▶ **Data supplied**:
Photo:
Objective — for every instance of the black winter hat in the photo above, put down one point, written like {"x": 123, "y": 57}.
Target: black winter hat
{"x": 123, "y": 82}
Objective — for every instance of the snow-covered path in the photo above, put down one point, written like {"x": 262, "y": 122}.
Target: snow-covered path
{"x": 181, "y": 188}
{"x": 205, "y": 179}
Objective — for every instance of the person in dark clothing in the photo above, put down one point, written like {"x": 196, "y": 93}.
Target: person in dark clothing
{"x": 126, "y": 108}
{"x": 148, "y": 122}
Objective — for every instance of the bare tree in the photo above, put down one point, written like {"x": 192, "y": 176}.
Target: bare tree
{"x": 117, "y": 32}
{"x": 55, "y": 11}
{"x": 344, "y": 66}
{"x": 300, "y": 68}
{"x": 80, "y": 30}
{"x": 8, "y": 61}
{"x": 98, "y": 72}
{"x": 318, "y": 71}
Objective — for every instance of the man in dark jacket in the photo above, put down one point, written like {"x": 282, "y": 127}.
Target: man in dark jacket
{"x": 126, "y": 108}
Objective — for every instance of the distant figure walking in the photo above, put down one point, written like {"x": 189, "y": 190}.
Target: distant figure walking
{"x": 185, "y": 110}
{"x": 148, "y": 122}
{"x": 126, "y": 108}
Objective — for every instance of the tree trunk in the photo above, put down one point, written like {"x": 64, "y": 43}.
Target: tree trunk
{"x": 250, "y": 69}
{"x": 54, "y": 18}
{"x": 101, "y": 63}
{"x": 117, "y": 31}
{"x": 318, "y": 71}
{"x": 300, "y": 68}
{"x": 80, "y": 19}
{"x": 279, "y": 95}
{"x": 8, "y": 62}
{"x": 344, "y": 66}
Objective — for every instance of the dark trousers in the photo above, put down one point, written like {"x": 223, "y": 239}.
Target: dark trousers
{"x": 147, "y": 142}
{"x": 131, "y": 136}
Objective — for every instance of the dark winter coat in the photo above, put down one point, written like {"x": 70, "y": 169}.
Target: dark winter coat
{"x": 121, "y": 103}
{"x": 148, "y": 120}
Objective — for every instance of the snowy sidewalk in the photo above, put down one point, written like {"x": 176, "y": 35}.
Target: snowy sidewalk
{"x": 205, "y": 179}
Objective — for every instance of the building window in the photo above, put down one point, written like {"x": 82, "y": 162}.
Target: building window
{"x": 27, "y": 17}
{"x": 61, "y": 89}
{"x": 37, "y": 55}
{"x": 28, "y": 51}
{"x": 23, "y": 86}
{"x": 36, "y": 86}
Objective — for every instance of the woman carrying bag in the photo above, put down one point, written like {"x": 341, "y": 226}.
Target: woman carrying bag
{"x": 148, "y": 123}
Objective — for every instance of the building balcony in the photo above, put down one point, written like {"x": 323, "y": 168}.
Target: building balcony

▶ **Job**: Rewrite all the items above, changing each "Objective" to "Instruction" and leaving everything else untouched.

▶ **Task response**:
Photo:
Instruction — for every instance of the black winter hat in the photo above, put down one point, written like {"x": 123, "y": 57}.
Target: black winter hat
{"x": 123, "y": 82}
Instruction — for every instance of the snow-covered path in the photo above, put down one point, written like {"x": 262, "y": 122}.
Target: snow-covered path
{"x": 181, "y": 188}
{"x": 205, "y": 179}
Instruction — for every instance of the person in dark clothing in the photo above, put down one point, written like {"x": 196, "y": 93}.
Target: person in dark clothing
{"x": 126, "y": 108}
{"x": 148, "y": 122}
Instruction — for every instance of the bare tree in the photo above, put down one point, written like {"x": 192, "y": 176}.
Target: bare tree
{"x": 117, "y": 32}
{"x": 55, "y": 11}
{"x": 344, "y": 66}
{"x": 300, "y": 68}
{"x": 80, "y": 30}
{"x": 8, "y": 61}
{"x": 98, "y": 72}
{"x": 318, "y": 71}
Instruction — for every instance of the man in dark jacket in the photo above, put down one point, written like {"x": 282, "y": 127}.
Target: man in dark jacket
{"x": 126, "y": 108}
Instruction — for every instance of the distant figure walking in the photo above, put down one point, written like {"x": 189, "y": 190}.
Target: distant figure walking
{"x": 185, "y": 110}
{"x": 148, "y": 122}
{"x": 126, "y": 108}
Instruction — for every instance of the tree trunk in the photo above, put down one point, written like {"x": 64, "y": 43}.
Target: tree trunk
{"x": 250, "y": 69}
{"x": 54, "y": 18}
{"x": 101, "y": 63}
{"x": 117, "y": 31}
{"x": 318, "y": 71}
{"x": 300, "y": 68}
{"x": 80, "y": 19}
{"x": 279, "y": 95}
{"x": 8, "y": 62}
{"x": 344, "y": 66}
Instruction — for every instance of the dark trousers in the photo above, put down one point, written like {"x": 223, "y": 239}.
Target: dark trousers
{"x": 147, "y": 142}
{"x": 131, "y": 136}
Instruction — for every instance of the dark winter coat in the photo above, put down one point, written like {"x": 70, "y": 169}.
Target: dark winter coat
{"x": 121, "y": 103}
{"x": 148, "y": 120}
Instruction — for every instance of the snowy sidewalk in the photo above, put down one point, written like {"x": 176, "y": 35}.
Target: snowy sidewalk
{"x": 205, "y": 179}
Instruction — for every instance of the building window in the photo above, put down one point, written like {"x": 82, "y": 162}.
Target: building window
{"x": 27, "y": 17}
{"x": 61, "y": 89}
{"x": 37, "y": 55}
{"x": 28, "y": 51}
{"x": 23, "y": 86}
{"x": 36, "y": 86}
Instruction — for every instance of the woman carrying bag in the photo above, put down one point, written like {"x": 341, "y": 226}.
Target: woman carrying bag
{"x": 148, "y": 123}
Instruction — for every instance of the building balcony in the photo above, put down one point, written like {"x": 323, "y": 168}.
Target: building balcony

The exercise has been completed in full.